● AIM OF THE TASK: Revise the listing below, replacing each occurrence of "Drop a marker" with "Place a pin" and leaving every other line and word unchanged.

● RECORD EXCERPTS:
------------------------

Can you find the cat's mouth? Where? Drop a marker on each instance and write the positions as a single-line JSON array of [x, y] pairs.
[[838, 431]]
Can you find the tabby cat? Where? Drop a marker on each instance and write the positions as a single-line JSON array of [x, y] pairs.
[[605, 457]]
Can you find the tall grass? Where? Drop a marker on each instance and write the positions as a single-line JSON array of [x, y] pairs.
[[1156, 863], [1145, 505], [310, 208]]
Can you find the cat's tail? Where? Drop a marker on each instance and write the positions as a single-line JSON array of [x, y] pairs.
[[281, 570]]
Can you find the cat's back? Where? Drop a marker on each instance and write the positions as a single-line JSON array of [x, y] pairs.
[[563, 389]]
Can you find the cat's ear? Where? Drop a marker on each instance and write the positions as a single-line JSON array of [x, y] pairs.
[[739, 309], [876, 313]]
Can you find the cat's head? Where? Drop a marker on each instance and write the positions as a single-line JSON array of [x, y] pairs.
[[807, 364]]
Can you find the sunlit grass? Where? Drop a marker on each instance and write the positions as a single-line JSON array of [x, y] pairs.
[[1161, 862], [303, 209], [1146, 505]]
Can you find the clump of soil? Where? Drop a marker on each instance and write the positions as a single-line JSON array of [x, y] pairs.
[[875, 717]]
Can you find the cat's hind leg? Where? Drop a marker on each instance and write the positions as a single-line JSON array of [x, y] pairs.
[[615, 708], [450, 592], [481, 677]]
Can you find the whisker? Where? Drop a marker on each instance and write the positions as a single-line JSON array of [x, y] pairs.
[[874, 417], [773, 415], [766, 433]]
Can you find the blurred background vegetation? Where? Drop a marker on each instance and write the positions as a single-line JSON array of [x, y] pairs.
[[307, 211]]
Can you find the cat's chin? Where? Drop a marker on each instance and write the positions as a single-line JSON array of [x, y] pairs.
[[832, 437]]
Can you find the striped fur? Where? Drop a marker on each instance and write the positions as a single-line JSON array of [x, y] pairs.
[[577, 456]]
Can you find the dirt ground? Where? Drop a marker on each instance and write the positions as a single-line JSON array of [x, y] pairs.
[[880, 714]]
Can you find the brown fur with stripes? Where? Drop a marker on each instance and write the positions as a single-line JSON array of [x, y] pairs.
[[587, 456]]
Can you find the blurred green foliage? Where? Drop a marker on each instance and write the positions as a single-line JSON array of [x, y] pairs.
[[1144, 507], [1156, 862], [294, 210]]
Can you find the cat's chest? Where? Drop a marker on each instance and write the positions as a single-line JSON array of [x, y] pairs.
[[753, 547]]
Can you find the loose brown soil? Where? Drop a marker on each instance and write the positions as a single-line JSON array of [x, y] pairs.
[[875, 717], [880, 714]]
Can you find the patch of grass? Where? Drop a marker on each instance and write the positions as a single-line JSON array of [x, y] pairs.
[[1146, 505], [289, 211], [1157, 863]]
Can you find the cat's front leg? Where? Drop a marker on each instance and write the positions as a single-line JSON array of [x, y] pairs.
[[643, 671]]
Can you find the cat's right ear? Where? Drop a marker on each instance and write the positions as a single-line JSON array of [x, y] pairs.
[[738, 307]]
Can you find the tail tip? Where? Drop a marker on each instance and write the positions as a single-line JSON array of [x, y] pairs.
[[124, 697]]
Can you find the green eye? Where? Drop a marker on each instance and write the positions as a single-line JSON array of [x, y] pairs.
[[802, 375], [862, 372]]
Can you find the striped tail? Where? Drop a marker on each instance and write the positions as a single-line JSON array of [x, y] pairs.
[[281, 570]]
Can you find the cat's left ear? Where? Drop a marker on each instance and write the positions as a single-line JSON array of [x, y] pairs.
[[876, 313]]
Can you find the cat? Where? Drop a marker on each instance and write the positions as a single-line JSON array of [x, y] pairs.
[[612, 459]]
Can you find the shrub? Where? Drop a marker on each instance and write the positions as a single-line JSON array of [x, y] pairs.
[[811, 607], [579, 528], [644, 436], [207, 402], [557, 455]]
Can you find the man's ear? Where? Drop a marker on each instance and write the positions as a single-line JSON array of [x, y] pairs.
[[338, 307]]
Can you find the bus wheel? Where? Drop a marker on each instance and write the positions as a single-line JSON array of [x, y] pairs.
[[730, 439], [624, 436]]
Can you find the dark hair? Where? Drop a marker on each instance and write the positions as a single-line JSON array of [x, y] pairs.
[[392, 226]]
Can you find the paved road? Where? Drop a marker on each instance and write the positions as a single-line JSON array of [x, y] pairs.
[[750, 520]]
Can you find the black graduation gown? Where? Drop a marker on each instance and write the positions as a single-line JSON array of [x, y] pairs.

------------------------

● EXERCISE SOLUTION:
Can you find the cat's mouth? Where? Place a pin on each instance and write the positions as a single-line JSON array of [x, y] pairs.
[[838, 431]]
Can you find the tabby cat? Where? Place a pin on each instance and write the positions as a single-line JSON array of [x, y] pairs.
[[605, 457]]
Can you find the tall grass? Where? Place a pin on each instance and write the positions as a single-line JSON array of [x, y] pairs.
[[1156, 863], [1145, 505], [310, 208]]
Can you find the cat's tail? Where? Place a pin on each instance and write the positions as a single-line JSON array of [x, y] pairs.
[[281, 570]]
Can you find the cat's back? Where? Place a pin on each instance and write the positions as a single-line JSON array of [x, y] pairs.
[[563, 389]]
Can you find the cat's ear? Where? Place a pin on each instance and write the positions as a single-line JSON array of [x, y] pairs.
[[739, 309], [876, 313]]
Can you find the cat's head? Where? Place a pin on each instance and write the positions as a single-line JSON array of [x, y] pairs.
[[807, 364]]
Can you find the sunlit grass? Where? Place a pin on each instance and write the positions as a single-line JSON array of [x, y] pairs.
[[1161, 862], [303, 209], [1146, 505]]
Can you find the clump of soil? Where? Place a pin on each instance and write the positions as a single-line JSON array of [x, y] pairs.
[[875, 717]]
Can you find the cat's hind leg? Where? Place a pin on each instance and write the positions as a single-line JSON array of [x, y] pairs.
[[615, 708], [450, 592], [481, 677]]
Can you find the whisker? Where? Place a pin on each instance and write the positions as a single-line JSON array of [x, y] pairs.
[[874, 417], [773, 415], [766, 433]]
Can you find the blurred background vegetation? Where? Place a pin on each instance and write the positions as a single-line JSON array of [x, y] pairs.
[[307, 211]]
Can you find the cat's chin? Where? Place a pin on each instance and write the positions as a single-line JSON array of [x, y] pairs.
[[832, 437]]
Can you find the striped fur? Where? Place a pin on each instance and write the positions as a single-line JSON array of [x, y] pairs.
[[577, 456]]
Can you find the dirt ground? Where? Place a pin on each instance and write the positions as a single-line JSON array of [x, y] pairs.
[[880, 714]]
Can you find the brown fur with stripes? Where? Place a pin on each instance and write the positions as a single-line JSON array of [x, y] pairs.
[[587, 456]]
Can you find the blurred green foliage? Where? Place a pin on each instance and write the positions as a single-line JSON array of [x, y] pairs.
[[1144, 507], [1156, 862], [294, 210]]
Can you find the cat's chest? Where? Place a pin on each instance and write the positions as a single-line JSON array of [x, y] pairs.
[[753, 547]]
Can you find the loose brown soil? Where? Place a pin on each instance and write the positions as a single-line JSON array of [x, y] pairs.
[[875, 717], [880, 714]]
Can you find the patch of grass? Where? Place a pin on each instance and write the positions as a single-line JSON array of [x, y] pairs.
[[1146, 505], [289, 211], [1157, 863]]
Can you find the cat's front leg? Where? Place a pin on each instance and write the positions as a single-line JSON array of [x, y] pairs.
[[643, 671]]
Can you find the cat's right ear? Where? Place a pin on each instance and write the positions as a single-line JSON array of [x, y] pairs.
[[738, 307]]
Can you find the tail tip? Where? Place a pin on each instance and write the positions as a single-line JSON array of [x, y] pairs.
[[124, 697]]
Can you find the green eye? Where? Place a pin on each instance and write the positions as a single-line JSON array of [x, y] pairs.
[[802, 375], [862, 372]]
Can you find the striped tail? Where? Place a pin on each instance and write the positions as a single-line JSON array of [x, y] pairs.
[[281, 570]]
Can you find the cat's left ear? Where? Place a pin on each instance and write the positions as a single-line JSON array of [x, y] pairs.
[[876, 313]]
Can you find the cat? Where? Place a pin on each instance and write the positions as a single-line JSON array of [x, y] pairs.
[[612, 459]]
Can you find the shrub? Where? Place a pin on each instance and write the positions as a single-line JSON array of [x, y] pairs.
[[811, 607], [579, 528], [644, 436], [207, 402], [557, 455]]
Can you find the man's ear? Where? Place a pin on each instance and write the positions as a single-line JSON array of [x, y] pairs.
[[338, 307]]
Can you find the bus wheel? Where? Place a pin on each instance and write the positions as a single-line JSON array of [x, y] pairs.
[[730, 439], [624, 436]]
Can you find the dark hair? Where? Place a pin on each instance and write the positions as a single-line JSON array of [x, y] pairs.
[[392, 226]]
Can you find the paved road? Where? Place a pin on each instance and write the positions as a single-line JSON array of [x, y] pairs.
[[750, 520]]
Can you find the black graduation gown? Where? Place a pin on each instance and write the positions as a single-line JSON array of [x, y] pairs.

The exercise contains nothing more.